**EXERCISE AIM**
Say how many lines in this listing include the word "asked", with no other words in the reply.
·····
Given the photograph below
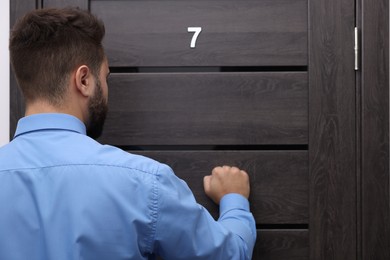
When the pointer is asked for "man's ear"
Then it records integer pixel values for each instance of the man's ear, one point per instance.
(83, 80)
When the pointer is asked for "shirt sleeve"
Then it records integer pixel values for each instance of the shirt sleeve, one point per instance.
(186, 230)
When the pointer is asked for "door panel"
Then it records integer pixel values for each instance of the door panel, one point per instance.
(269, 87)
(207, 109)
(282, 244)
(279, 180)
(234, 33)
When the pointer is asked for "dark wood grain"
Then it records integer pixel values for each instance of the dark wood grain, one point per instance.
(207, 108)
(282, 245)
(17, 108)
(332, 135)
(375, 130)
(279, 180)
(234, 33)
(83, 4)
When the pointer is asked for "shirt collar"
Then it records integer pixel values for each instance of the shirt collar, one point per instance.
(51, 121)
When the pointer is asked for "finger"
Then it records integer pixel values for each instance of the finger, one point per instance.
(206, 183)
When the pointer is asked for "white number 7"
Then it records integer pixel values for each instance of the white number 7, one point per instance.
(196, 31)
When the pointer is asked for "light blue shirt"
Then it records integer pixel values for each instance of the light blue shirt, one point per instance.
(65, 196)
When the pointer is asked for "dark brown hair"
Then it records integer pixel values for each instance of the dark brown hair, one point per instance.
(46, 45)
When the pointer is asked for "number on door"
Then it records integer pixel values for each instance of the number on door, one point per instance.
(196, 31)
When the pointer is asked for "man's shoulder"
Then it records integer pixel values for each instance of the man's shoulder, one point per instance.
(115, 157)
·····
**REPLY**
11